> **Data extracts**:
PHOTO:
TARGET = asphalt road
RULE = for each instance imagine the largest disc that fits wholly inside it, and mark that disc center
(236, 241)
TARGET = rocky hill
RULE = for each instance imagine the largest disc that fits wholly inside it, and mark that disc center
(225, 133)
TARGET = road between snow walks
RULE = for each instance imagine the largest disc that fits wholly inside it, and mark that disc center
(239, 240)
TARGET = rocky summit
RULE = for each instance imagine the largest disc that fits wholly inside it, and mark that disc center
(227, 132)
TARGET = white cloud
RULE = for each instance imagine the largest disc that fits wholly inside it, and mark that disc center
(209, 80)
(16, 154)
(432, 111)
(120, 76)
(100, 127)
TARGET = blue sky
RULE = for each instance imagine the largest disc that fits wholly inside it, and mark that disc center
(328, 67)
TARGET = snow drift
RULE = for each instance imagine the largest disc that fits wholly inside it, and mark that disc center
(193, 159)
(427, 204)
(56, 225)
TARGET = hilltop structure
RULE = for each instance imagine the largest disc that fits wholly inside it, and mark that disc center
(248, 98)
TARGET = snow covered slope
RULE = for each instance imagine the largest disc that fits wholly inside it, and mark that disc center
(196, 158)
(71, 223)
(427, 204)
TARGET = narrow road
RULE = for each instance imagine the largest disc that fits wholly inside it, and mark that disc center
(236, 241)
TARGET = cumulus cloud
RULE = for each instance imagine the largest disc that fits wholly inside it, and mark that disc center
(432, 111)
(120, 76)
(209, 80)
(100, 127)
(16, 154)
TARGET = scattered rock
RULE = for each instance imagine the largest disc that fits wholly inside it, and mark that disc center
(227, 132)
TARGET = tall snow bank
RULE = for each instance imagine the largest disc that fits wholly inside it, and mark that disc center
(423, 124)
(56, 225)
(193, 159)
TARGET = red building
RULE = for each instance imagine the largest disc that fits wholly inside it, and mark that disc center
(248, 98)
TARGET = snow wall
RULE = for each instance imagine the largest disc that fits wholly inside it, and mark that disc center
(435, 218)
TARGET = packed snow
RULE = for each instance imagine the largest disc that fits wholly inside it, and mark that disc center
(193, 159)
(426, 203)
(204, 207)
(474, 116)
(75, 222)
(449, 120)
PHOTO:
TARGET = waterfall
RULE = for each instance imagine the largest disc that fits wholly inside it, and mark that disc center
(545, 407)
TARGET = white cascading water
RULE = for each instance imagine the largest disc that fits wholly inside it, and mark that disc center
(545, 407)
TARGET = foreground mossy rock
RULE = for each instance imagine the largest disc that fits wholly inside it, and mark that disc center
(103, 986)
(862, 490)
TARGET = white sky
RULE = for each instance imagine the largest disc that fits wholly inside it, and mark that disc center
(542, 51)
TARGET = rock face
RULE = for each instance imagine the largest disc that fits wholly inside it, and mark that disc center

> **Exercise aim**: Retype each entry exactly, leaving none of them out.

> **Response box**:
PHOTO:
TARGET = asphalt road
RULE = for each instance imagine the largest disc that fits wholly inside it, and mark that disc center
(236, 241)
TARGET = rocky hill
RULE = for each instance imagine the largest disc that fits wholly inside it, and mark that disc center
(225, 133)
TARGET = road between snow walks
RULE = for each instance imagine the largest disc that fits wholly inside it, and mark that disc center
(239, 240)
TARGET = rocky summit
RULE = for each instance imagine the largest disc that fits wholly inside it, and mark that disc center
(227, 132)
TARGET = white cloud
RULE = for each instance imagine the largest disc that fits wholly inside it, and mark that disc center
(209, 80)
(16, 154)
(432, 111)
(120, 76)
(100, 127)
TARGET = blue sky
RULE = for each instance imagine the largest disc that fits wholly inside it, and mark that disc center
(328, 67)
TARGET = snow drift
RULE = for each instance imagine the largest disc that fits wholly inside it, and mark that disc center
(193, 159)
(427, 204)
(56, 225)
TARGET = hilltop structure
RULE = for each instance imagine the largest disc that fits wholly inside it, and mark that disc center
(248, 98)
TARGET = snow covered slope
RULE = for each instance imagine the largest disc that fits wholly inside it, and mark that disc center
(196, 158)
(71, 223)
(427, 204)
TARGET = narrow road
RULE = for each instance imagine the largest disc that fits wholly inside it, and mark that disc center
(236, 241)
TARGET = cumulus cloud
RULE = for each instance imagine the largest disc that fits wholly inside it, and mark that disc center
(432, 111)
(120, 76)
(209, 80)
(100, 127)
(16, 154)
TARGET = scattered rock
RULE = for each instance imagine the largest disc that fits wholly inside it, and mark that disc center
(227, 132)
TARGET = tall snow bank
RULE = for each instance imagine the largest disc that fits wholly inside it, and mark that disc center
(423, 124)
(56, 225)
(193, 159)
TARGET = red building
RULE = for each instance imagine the largest disc that fits wholly inside it, and mark that disc center
(248, 98)
TARGET = snow wall
RULE = for each instance imagine the largest disc that fits wholly inside it, and mark that disc center
(435, 218)
TARGET = packed snow
RULE = for each instance imagine the largest disc that fits wholly inside it, and mark that disc center
(193, 159)
(426, 203)
(204, 207)
(474, 116)
(75, 222)
(449, 120)
PHOTO:
TARGET = waterfall
RULE = for each instance imagine the largest disc that fits wholly inside it, and mark that disc center
(545, 407)
TARGET = white cascading water
RULE = for each instance imagine the largest disc that fits wholly inside it, and mark that disc center
(545, 407)
TARGET = foreground mossy rock
RULE = for each instance imagine the largest disc that fits wholly inside it, and mark that disc center
(103, 986)
(862, 490)
TARGET = white sky
RULE = for each instance imagine the largest disc that fits wholly inside it, and mark that disc center
(542, 51)
TARGET = rock face
RULE = for each instance imagine the largest disc that fits wholly inside it, and mark that disc center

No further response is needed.